* _Passage_
^^^^

Returns the optional data names used in the UASR task.

This method provides a tuple of strings representing the names of optional data that can be utilized during training or inference in the UASR task. By default, it includes “pseudo_labels” and “input_cluster_id”. This allows for greater flexibility in managing the data that the task can operate on.

Parameters:
- train (bool) – A flag indicating whether the data is for training. Defaults to True.
- inference (bool) – A flag indicating whether the data is for inference. Defaults to False.
Returns: A tuple containing the optional data names.
Return type: Tuple[str, …]

################### Examples

>>> optional_data = UASRTask.optional_data_names()
>>> print(optional_data)
('pseudo_labels', 'input_cluster_id')

########### NOTE This method is part of the UASRTask class which is designed for Unsupervised Automatic Speech Recognition tasks.

classmethod required_data_names(train: bool = True, inference: bool = False) → Tuple[str, ...]

Returns the names of the required data for the UASR task.

^^^^

* _Data entries_
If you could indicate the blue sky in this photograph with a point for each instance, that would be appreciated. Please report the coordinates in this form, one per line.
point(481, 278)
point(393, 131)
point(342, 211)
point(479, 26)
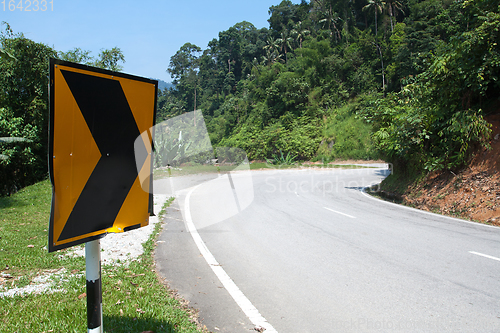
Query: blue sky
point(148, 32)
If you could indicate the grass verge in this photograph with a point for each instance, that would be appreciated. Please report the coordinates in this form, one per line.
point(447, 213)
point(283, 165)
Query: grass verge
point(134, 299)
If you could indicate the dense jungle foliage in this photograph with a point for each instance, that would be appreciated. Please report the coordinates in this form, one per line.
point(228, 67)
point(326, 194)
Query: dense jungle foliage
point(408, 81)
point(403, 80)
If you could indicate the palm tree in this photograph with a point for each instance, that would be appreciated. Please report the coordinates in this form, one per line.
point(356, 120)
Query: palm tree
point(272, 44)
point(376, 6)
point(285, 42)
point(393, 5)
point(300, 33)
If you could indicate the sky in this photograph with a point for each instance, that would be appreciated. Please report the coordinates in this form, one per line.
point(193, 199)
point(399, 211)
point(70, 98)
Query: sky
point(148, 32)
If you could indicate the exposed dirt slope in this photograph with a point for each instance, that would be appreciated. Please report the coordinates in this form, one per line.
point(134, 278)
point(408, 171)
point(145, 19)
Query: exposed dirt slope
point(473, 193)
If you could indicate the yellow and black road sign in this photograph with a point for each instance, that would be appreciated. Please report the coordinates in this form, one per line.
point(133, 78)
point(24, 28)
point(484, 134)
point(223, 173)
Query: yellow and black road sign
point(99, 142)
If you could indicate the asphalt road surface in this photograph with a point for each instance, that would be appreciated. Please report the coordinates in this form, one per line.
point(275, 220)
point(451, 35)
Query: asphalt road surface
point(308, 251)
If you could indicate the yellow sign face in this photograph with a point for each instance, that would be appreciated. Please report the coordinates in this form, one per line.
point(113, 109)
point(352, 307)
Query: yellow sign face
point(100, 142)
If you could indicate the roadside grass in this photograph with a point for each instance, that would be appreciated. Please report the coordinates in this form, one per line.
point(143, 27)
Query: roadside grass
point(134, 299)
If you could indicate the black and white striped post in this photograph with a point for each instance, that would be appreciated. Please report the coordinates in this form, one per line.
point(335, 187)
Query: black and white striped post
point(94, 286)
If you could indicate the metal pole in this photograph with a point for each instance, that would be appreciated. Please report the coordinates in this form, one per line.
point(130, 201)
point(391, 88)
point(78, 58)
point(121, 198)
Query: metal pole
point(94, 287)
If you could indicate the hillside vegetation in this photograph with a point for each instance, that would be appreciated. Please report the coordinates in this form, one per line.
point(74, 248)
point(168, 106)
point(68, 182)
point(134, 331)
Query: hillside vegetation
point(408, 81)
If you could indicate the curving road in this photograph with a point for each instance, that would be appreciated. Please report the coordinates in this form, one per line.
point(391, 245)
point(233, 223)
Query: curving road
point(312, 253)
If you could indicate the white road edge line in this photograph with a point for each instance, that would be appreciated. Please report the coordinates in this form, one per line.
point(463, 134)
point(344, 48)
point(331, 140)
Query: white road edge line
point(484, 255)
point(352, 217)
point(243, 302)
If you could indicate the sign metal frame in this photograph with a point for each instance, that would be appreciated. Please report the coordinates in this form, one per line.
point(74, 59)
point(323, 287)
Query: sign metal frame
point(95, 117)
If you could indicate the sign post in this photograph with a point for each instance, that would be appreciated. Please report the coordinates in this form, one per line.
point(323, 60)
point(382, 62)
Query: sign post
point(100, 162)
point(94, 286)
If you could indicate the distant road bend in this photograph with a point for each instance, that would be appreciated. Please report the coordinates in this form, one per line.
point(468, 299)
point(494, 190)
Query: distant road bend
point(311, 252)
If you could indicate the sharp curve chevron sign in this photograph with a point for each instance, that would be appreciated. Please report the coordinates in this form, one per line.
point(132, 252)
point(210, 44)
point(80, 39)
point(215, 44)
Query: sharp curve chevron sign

^^^^

* _Task requirements_
(a) In the UASR method documentation, swap "containing" for "holding" and write out the part between "Returns: A tuple" and "optional_data = UASRTask.optional_data_names()", inclusive.
(b) Answer these questions from the UASR method documentation:
(i) Which optional data names are included by default?
(ii) What is the default value of the inference parameter?
(iii) What kind of tasks is the UASRTask class designed for?
(c) Take the UASR method documentation further, starting after its final sentence.
The records have no connection to the UASR method documentation.

* _Results of the tasks_
(a)
Returns: A tuple holding the optional data names.
Return type: Tuple[str, …]

################### Examples

>>> optional_data = UASRTask.optional_data_names()

(b)
(i) "pseudo_labels" and "input_cluster_id"
(ii) False
(iii) Unsupervised Automatic Speech Recognition tasks

(c)
The method determines which data is necessary based on whether the task is in training or inference mode. In training mode, both “speech” and “text” data are required. In inference mode, only “speech” data is required.

Parameters:
- train (bool) – A flag indicating whether the task is in training mode. Defaults to True.
- inference (bool) – A flag indicating whether the task is in inference mode. Defaults to False.
Returns: A tuple containing the names of the required data.
Return type: Tuple[str, …]

################### Examples

>>> UASRTask.required_data_names(train=True, inference=False)
('speech', 'text')

>>> UASRTask.required_data_names(train=False, inference=True)
('speech',)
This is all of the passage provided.